**Input for this task:**
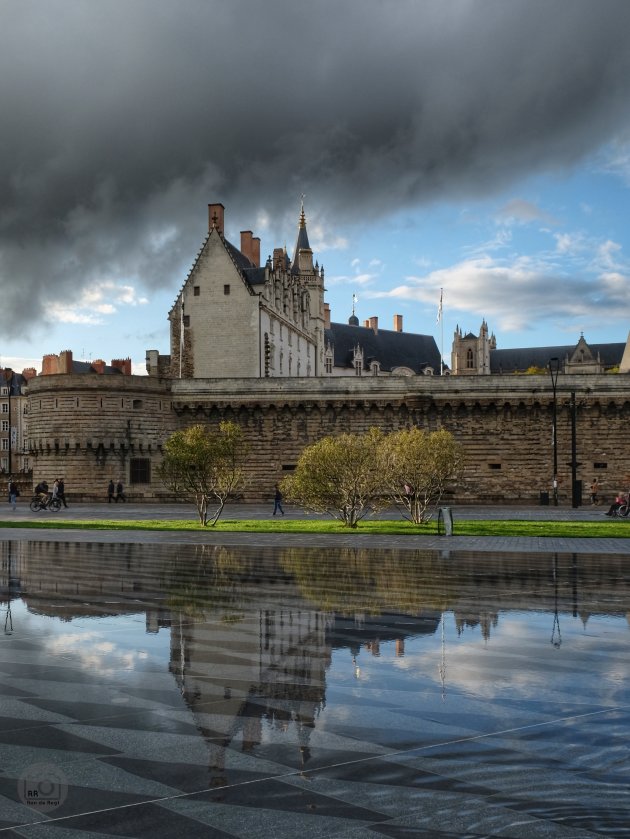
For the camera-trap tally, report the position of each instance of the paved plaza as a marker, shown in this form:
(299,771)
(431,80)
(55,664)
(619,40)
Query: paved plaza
(241,686)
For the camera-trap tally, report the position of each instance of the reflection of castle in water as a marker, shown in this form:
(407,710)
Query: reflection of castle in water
(252,631)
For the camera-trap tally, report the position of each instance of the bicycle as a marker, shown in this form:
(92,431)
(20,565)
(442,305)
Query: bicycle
(39,503)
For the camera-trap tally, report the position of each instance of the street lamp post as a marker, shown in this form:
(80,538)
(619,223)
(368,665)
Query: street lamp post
(554,368)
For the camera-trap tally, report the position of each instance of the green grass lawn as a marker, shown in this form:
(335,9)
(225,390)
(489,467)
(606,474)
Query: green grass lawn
(613,528)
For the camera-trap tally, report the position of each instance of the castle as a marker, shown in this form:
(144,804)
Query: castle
(255,343)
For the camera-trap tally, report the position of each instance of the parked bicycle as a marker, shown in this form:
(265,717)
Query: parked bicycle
(40,503)
(620,507)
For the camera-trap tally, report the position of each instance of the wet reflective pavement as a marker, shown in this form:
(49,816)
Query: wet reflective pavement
(212,691)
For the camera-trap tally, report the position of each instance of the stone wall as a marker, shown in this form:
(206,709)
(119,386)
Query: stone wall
(91,428)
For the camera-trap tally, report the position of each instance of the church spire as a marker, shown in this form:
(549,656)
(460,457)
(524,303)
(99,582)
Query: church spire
(302,245)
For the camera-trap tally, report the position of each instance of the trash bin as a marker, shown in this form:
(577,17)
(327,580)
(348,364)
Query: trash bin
(445,521)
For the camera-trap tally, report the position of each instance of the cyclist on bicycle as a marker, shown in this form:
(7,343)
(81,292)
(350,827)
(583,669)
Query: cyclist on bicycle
(42,490)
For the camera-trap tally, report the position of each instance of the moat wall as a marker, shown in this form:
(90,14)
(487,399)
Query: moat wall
(91,428)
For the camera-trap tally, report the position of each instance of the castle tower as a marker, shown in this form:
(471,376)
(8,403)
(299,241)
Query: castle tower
(470,355)
(312,278)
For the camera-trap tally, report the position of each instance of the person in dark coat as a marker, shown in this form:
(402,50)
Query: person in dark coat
(277,501)
(61,492)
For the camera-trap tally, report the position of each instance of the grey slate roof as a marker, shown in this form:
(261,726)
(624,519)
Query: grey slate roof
(507,361)
(391,349)
(242,262)
(255,276)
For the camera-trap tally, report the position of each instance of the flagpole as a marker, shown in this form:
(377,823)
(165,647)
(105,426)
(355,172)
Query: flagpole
(442,353)
(181,337)
(441,322)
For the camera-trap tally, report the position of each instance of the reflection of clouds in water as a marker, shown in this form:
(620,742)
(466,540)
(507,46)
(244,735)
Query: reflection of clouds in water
(90,651)
(520,658)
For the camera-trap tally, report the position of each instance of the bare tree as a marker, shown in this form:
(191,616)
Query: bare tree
(205,466)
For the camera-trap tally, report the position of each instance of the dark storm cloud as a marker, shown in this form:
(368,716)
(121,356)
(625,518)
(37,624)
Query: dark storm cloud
(121,120)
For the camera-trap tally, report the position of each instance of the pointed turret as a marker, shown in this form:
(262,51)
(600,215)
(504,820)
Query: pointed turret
(303,255)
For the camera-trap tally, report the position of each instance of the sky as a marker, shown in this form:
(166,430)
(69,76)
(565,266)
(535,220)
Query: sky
(474,149)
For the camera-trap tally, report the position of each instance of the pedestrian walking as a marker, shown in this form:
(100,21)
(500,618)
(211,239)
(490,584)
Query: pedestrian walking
(13,494)
(277,501)
(594,490)
(61,492)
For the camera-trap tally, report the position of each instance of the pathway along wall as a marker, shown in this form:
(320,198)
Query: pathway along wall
(92,428)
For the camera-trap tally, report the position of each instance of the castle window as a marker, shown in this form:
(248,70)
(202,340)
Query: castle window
(140,470)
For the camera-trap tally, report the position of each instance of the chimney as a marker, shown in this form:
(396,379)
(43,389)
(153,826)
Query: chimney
(50,364)
(122,364)
(256,251)
(65,361)
(246,244)
(216,213)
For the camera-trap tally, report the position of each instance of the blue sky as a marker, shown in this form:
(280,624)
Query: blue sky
(478,147)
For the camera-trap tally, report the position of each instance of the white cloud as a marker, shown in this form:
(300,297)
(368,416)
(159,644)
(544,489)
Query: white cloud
(570,243)
(616,159)
(520,293)
(94,303)
(519,211)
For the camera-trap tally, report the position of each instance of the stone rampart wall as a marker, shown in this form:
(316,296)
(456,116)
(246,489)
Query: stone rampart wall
(89,428)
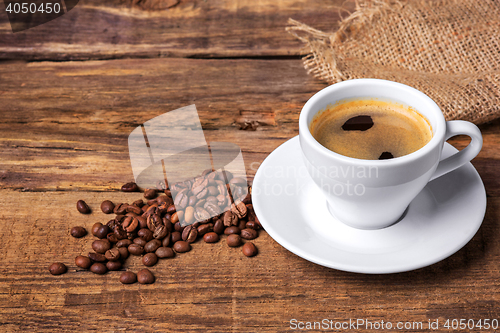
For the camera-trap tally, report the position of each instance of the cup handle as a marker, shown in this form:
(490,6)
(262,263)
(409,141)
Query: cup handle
(460,127)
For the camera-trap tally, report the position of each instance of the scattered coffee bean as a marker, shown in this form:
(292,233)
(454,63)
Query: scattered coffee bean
(232,230)
(164,252)
(112,254)
(385,156)
(152,245)
(83,262)
(175,236)
(211,237)
(98,268)
(249,249)
(107,207)
(114,265)
(97,257)
(248,234)
(233,240)
(123,243)
(145,234)
(123,253)
(57,268)
(82,207)
(150,193)
(101,245)
(130,187)
(128,278)
(78,232)
(144,276)
(149,259)
(182,247)
(135,249)
(100,231)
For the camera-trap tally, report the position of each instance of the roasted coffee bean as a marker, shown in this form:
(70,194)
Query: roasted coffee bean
(97,257)
(82,207)
(78,232)
(164,252)
(242,224)
(142,222)
(114,265)
(189,215)
(145,234)
(150,193)
(120,209)
(358,123)
(128,278)
(175,236)
(101,245)
(83,262)
(204,228)
(200,203)
(211,237)
(132,226)
(201,214)
(248,234)
(239,209)
(112,238)
(57,268)
(144,276)
(98,268)
(139,203)
(107,207)
(123,253)
(181,200)
(139,241)
(112,254)
(249,249)
(181,247)
(123,243)
(219,227)
(152,245)
(230,218)
(149,259)
(231,230)
(252,225)
(189,234)
(130,187)
(135,249)
(134,209)
(233,240)
(95,228)
(166,241)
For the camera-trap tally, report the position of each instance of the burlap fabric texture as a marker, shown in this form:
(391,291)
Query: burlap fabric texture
(448,49)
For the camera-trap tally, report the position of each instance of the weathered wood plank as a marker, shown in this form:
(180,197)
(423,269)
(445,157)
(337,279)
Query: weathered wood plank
(223,28)
(229,292)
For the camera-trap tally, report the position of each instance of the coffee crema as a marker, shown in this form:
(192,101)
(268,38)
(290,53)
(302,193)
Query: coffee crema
(371,129)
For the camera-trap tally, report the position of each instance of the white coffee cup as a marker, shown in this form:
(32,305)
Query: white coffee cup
(373,194)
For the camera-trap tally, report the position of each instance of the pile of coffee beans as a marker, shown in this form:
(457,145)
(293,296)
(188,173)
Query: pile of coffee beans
(210,206)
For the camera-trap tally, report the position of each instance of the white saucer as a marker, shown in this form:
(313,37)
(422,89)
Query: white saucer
(439,221)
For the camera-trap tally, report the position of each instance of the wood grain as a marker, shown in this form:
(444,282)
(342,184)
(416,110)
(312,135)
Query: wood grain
(97,29)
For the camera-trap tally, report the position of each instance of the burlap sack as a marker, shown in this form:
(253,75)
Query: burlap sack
(449,49)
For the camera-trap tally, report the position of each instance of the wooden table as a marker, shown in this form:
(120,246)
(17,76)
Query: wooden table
(73,89)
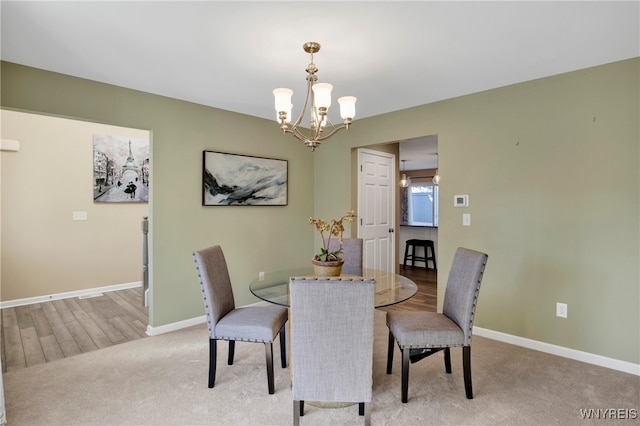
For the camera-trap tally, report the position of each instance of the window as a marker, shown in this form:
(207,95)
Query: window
(422,204)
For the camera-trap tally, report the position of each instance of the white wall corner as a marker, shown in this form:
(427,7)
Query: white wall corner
(9,145)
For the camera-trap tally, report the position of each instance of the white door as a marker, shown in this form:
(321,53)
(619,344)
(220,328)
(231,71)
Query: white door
(376,212)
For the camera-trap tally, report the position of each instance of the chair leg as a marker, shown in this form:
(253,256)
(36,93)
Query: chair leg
(213,349)
(296,413)
(232,351)
(405,374)
(367,414)
(268,348)
(447,360)
(390,353)
(466,367)
(406,254)
(283,346)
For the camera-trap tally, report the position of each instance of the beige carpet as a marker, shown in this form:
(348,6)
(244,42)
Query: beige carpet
(162,380)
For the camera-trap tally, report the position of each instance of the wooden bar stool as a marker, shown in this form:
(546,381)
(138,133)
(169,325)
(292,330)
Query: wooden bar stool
(429,253)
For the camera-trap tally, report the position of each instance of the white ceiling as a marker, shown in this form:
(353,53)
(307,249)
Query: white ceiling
(390,55)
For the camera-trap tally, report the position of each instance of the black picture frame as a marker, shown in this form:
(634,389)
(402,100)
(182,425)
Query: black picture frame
(243,180)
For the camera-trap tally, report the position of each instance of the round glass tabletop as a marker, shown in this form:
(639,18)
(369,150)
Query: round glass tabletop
(391,288)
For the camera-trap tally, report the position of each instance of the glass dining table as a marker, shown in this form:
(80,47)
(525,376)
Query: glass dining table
(391,288)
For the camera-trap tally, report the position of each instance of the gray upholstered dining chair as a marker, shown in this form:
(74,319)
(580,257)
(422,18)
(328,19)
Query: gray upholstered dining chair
(420,334)
(351,251)
(332,341)
(226,322)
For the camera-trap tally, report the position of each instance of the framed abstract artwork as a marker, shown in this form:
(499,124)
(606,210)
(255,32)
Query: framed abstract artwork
(242,180)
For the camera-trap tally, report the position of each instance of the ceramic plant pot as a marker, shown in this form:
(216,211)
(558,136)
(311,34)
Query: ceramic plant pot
(327,269)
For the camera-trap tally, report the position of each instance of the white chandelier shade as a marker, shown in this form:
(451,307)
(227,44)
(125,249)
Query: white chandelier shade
(319,100)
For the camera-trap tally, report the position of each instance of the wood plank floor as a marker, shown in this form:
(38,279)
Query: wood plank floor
(43,332)
(427,296)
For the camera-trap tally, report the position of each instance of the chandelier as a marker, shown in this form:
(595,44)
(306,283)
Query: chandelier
(319,100)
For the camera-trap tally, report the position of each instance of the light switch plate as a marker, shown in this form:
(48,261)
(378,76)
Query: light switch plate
(79,215)
(461,201)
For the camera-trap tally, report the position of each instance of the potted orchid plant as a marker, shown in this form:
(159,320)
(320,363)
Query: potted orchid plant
(333,228)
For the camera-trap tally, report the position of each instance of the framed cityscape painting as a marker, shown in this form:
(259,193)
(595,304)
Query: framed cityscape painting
(120,169)
(241,180)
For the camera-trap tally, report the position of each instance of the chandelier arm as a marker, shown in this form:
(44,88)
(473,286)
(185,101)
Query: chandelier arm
(319,120)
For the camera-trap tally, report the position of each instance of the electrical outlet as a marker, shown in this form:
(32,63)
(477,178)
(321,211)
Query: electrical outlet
(561,310)
(79,215)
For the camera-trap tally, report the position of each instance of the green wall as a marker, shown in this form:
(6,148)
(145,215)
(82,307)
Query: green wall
(254,238)
(550,166)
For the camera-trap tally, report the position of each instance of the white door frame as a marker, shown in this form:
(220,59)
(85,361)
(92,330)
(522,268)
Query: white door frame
(389,263)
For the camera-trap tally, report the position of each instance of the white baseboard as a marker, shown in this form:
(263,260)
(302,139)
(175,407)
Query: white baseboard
(602,361)
(67,295)
(175,326)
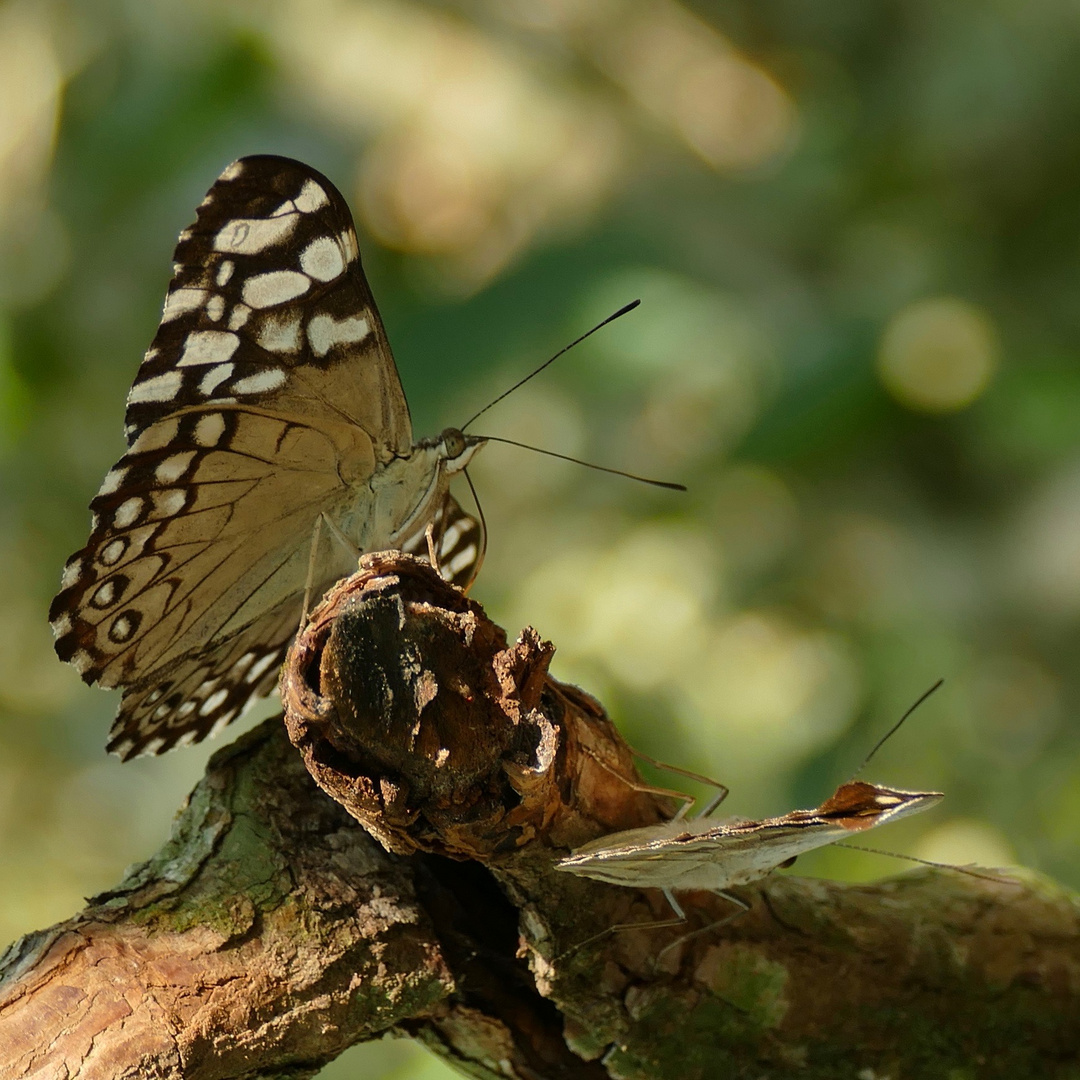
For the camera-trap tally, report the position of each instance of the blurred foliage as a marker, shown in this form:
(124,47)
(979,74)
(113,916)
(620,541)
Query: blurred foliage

**Goal:** Reproduce word for word the stretch from the line containing "door frame as" through the end of the items, leaving out the picture.

**Task solution:**
For the camera-trap tally, report the position of each instance of the white door frame as a marker, shown in this form:
(220,59)
(85,361)
(92,330)
(522,268)
Query: white door frame
(389,263)
For the camera-trap tally, report the position of each instance of the white baseboard as a marker, shown in this form:
(263,260)
(302,139)
(175,407)
Query: white baseboard
(602,361)
(67,295)
(175,326)
For the camera-trap tally, report the position of each instance of the blurred foliage as a marker, shown in this form:
(124,47)
(979,74)
(113,916)
(620,541)
Query: blurred foliage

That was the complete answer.